### DATASET RECORDS
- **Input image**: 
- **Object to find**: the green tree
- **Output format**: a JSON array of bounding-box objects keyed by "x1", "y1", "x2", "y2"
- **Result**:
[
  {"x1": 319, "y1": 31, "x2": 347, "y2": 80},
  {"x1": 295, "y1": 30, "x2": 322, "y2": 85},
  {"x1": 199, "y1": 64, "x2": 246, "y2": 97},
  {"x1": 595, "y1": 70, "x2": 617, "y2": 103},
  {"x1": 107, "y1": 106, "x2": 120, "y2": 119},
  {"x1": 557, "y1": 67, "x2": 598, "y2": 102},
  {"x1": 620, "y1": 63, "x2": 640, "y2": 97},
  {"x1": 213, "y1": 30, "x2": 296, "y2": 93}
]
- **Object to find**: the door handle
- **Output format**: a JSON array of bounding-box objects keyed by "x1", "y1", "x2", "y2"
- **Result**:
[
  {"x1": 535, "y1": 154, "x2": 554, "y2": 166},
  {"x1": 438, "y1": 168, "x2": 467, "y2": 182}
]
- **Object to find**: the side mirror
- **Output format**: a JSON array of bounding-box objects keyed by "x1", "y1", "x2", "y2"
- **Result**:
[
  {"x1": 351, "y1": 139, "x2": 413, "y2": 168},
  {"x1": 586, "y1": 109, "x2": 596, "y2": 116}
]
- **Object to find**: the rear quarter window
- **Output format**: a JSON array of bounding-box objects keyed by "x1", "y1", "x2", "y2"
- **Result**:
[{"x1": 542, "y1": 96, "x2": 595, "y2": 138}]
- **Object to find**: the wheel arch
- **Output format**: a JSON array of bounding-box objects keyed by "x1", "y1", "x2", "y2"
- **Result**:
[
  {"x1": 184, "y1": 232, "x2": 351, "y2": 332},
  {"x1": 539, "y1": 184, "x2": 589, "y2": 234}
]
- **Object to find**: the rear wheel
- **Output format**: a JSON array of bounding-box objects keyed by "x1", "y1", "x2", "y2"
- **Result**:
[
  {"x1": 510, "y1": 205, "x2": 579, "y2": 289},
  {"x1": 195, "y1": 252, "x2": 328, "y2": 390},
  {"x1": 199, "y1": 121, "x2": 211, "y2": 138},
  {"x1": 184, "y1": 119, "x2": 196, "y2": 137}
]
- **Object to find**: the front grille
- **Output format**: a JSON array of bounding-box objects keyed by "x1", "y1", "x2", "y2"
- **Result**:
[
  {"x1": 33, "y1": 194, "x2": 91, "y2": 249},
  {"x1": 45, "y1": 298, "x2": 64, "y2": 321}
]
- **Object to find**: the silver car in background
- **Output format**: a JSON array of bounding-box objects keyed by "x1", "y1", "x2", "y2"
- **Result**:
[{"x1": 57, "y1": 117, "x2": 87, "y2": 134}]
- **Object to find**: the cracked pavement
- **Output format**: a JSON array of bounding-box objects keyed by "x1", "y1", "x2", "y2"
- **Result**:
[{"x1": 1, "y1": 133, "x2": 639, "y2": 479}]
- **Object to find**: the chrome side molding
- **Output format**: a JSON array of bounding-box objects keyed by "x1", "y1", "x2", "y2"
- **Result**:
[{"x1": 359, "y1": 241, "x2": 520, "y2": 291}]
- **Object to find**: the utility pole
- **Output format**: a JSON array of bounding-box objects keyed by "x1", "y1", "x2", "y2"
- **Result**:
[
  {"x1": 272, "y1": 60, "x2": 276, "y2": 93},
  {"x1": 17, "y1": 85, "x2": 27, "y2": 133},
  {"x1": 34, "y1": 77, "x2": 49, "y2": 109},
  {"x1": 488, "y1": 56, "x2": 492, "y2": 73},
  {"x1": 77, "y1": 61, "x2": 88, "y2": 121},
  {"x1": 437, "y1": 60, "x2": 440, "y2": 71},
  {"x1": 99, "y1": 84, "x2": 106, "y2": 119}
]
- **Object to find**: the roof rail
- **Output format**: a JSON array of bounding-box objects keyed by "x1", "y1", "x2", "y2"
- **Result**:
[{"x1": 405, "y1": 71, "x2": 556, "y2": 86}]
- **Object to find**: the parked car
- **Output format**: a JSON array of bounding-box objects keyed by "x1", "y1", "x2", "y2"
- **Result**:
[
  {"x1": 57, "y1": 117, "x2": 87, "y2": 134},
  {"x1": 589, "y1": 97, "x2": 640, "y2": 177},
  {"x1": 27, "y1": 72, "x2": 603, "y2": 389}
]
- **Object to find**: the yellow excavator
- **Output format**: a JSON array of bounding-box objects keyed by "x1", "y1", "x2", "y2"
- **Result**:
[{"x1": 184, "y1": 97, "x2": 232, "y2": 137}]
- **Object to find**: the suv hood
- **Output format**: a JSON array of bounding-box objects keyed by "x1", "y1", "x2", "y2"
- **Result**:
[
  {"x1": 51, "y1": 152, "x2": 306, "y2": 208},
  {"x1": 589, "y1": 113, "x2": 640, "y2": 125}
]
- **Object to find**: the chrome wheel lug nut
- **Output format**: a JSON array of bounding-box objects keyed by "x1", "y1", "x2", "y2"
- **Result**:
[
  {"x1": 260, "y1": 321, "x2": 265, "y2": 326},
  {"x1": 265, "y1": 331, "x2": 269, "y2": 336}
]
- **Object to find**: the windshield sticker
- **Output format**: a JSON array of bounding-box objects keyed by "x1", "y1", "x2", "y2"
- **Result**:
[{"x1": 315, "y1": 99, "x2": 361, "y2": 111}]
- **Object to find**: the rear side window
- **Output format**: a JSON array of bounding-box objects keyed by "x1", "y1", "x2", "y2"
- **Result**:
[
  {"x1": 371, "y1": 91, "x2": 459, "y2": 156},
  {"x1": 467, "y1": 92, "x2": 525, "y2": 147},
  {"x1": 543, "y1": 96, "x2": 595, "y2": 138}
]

### WHAT THE EXERCISE ASKS
Filter the data above, keeping only lines that include the string "wheel".

### ANSWER
- **Object to find**: the wheel arch
- **Object to find**: the rear wheel
- **Object to find**: the chrome wheel lug nut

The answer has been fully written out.